Objective: From the records below, pick out and copy each line that contains the word "whisker".

Data supplied:
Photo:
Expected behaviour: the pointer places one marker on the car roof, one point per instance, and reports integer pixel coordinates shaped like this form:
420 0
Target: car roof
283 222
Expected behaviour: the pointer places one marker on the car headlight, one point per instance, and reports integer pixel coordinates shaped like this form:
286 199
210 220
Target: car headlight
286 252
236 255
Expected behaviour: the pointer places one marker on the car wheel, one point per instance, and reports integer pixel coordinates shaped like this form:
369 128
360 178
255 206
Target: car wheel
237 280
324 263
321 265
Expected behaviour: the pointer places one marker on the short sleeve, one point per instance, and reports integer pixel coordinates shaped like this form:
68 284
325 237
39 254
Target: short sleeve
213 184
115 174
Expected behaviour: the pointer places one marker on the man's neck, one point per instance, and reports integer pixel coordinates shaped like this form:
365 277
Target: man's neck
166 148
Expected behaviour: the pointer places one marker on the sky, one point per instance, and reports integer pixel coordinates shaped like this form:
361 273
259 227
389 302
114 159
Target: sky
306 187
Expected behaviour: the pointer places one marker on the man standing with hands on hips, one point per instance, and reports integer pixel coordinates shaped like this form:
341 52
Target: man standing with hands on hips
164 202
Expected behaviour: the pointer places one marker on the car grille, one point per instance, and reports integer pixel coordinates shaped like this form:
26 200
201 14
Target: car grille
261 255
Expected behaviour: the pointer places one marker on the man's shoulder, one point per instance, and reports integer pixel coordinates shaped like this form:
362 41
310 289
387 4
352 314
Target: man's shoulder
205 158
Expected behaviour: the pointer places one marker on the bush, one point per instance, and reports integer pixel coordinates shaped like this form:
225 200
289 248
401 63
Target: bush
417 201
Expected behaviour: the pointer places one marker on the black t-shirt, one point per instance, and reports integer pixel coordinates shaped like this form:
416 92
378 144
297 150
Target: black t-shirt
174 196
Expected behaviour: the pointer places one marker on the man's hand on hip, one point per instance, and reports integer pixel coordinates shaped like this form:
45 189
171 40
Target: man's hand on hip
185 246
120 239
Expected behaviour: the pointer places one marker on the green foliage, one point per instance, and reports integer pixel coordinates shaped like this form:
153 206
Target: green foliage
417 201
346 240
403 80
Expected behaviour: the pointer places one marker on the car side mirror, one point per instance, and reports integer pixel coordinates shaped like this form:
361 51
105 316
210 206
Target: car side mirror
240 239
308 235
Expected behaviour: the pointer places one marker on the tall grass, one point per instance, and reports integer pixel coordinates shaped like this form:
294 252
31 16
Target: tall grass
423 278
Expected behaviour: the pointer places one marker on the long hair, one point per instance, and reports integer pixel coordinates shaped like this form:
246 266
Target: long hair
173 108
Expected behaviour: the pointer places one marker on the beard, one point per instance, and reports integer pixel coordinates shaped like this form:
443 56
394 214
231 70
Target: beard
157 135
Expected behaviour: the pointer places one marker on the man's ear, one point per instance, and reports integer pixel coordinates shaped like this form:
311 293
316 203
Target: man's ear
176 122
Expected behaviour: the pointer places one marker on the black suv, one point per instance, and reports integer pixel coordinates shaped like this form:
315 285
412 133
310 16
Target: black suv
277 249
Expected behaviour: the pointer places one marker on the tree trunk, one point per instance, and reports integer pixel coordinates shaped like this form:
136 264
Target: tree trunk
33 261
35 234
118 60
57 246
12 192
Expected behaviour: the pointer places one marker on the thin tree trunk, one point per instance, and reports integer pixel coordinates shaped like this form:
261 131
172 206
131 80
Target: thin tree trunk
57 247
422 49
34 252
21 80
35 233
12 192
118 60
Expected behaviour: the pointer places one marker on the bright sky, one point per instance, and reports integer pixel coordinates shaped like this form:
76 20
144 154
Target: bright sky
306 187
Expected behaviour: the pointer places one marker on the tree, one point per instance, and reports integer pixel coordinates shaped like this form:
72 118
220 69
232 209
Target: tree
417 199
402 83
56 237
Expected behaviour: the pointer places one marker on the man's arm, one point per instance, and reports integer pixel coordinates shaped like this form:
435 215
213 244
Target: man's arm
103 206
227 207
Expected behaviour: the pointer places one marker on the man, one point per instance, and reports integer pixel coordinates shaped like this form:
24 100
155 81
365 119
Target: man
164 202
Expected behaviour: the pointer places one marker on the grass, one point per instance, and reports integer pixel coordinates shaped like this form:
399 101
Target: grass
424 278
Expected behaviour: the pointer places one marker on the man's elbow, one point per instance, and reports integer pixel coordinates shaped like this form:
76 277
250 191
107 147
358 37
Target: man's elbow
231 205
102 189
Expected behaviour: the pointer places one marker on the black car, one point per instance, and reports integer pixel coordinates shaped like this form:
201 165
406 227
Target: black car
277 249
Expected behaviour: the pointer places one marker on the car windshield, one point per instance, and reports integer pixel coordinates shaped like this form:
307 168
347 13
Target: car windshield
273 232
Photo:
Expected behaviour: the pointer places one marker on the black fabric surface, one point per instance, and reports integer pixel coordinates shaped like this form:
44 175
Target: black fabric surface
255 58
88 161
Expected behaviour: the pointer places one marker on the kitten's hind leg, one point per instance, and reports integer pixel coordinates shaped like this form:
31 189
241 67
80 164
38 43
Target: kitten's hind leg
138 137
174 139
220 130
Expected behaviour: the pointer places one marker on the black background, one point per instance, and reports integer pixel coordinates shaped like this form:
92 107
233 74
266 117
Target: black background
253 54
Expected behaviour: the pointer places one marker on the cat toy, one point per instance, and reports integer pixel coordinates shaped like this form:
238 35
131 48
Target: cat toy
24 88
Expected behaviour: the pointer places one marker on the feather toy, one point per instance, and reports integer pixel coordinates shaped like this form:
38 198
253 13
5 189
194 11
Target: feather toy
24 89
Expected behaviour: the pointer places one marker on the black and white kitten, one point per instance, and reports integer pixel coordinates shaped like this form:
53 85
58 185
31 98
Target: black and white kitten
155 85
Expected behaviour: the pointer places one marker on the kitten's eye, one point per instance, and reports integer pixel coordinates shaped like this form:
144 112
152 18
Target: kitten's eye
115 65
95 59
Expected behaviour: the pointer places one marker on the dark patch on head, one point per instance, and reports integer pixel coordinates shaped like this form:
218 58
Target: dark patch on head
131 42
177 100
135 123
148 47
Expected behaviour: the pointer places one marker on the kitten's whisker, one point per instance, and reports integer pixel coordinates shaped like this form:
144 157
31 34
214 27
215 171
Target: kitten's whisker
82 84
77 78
---
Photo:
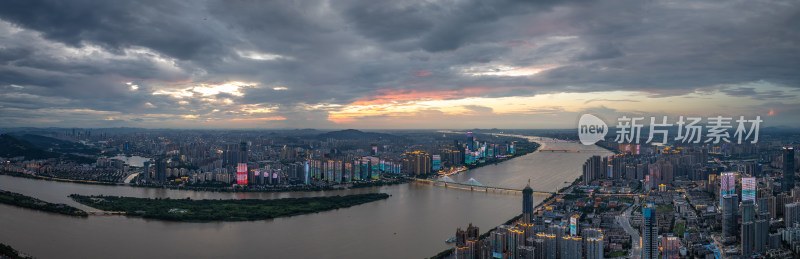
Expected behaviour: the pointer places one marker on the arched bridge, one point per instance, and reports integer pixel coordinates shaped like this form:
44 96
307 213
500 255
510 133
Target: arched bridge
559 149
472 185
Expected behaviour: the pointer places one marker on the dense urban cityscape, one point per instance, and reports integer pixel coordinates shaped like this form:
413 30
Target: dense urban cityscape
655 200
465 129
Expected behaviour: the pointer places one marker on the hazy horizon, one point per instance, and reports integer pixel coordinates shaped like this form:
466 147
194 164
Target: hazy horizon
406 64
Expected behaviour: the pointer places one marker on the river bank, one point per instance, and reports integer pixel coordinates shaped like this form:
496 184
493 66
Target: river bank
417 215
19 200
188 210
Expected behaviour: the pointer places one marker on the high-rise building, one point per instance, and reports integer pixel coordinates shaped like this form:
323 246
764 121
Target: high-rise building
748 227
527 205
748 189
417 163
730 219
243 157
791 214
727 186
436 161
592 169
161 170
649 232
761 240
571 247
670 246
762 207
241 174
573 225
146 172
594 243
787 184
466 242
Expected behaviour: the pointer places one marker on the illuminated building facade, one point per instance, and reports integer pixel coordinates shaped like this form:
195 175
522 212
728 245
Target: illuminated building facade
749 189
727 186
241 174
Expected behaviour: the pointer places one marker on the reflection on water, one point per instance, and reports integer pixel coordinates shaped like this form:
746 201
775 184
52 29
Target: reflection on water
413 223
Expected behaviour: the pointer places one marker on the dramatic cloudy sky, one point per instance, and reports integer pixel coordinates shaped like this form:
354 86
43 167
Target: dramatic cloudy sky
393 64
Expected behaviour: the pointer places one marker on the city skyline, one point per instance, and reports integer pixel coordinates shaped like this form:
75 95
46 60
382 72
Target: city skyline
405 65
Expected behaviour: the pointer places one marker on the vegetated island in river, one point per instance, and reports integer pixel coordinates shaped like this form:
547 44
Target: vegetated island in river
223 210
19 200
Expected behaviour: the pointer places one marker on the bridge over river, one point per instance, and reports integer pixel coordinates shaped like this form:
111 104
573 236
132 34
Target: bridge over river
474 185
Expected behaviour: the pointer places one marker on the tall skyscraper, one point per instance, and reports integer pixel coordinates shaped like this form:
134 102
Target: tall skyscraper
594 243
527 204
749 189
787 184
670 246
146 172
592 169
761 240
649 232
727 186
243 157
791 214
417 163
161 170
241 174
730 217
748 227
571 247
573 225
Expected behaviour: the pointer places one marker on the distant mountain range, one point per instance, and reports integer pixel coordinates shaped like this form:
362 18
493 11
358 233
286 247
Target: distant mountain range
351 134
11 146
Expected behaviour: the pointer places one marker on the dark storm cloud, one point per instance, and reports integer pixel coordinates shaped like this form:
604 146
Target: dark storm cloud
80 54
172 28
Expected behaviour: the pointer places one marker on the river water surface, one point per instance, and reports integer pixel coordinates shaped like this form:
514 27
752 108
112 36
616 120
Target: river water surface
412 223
* * *
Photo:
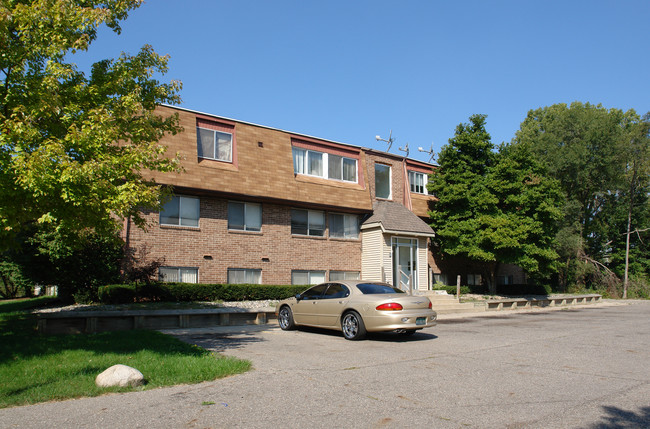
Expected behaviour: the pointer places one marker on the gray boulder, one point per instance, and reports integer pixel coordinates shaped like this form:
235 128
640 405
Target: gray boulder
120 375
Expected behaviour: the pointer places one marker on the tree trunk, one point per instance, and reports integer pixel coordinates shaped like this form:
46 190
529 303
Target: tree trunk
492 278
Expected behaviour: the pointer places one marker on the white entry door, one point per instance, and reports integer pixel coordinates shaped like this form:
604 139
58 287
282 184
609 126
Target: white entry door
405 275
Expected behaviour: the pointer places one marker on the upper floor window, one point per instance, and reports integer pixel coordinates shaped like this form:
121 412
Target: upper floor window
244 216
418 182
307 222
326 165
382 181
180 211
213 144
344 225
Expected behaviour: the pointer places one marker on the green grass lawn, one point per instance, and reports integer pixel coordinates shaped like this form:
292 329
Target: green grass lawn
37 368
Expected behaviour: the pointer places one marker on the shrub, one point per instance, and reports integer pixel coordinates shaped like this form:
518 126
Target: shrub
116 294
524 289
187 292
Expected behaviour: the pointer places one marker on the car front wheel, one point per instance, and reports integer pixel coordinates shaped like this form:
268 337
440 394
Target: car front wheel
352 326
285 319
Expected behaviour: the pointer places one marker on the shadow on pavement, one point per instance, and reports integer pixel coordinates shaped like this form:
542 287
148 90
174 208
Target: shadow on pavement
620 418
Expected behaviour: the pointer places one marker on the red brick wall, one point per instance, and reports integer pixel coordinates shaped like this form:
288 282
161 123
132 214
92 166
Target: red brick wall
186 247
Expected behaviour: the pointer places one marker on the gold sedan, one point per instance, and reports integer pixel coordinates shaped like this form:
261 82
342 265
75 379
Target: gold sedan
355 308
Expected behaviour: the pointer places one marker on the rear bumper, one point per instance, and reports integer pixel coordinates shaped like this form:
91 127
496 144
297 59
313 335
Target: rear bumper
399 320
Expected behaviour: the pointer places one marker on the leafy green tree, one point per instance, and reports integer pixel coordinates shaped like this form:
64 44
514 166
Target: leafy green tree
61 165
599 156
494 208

Correct response:
Expected behaviour: the pointer places one marker on the kitten's whisker, one point per instance, and reports integer pixel coordinates shaped like this form:
Target: kitten's whisker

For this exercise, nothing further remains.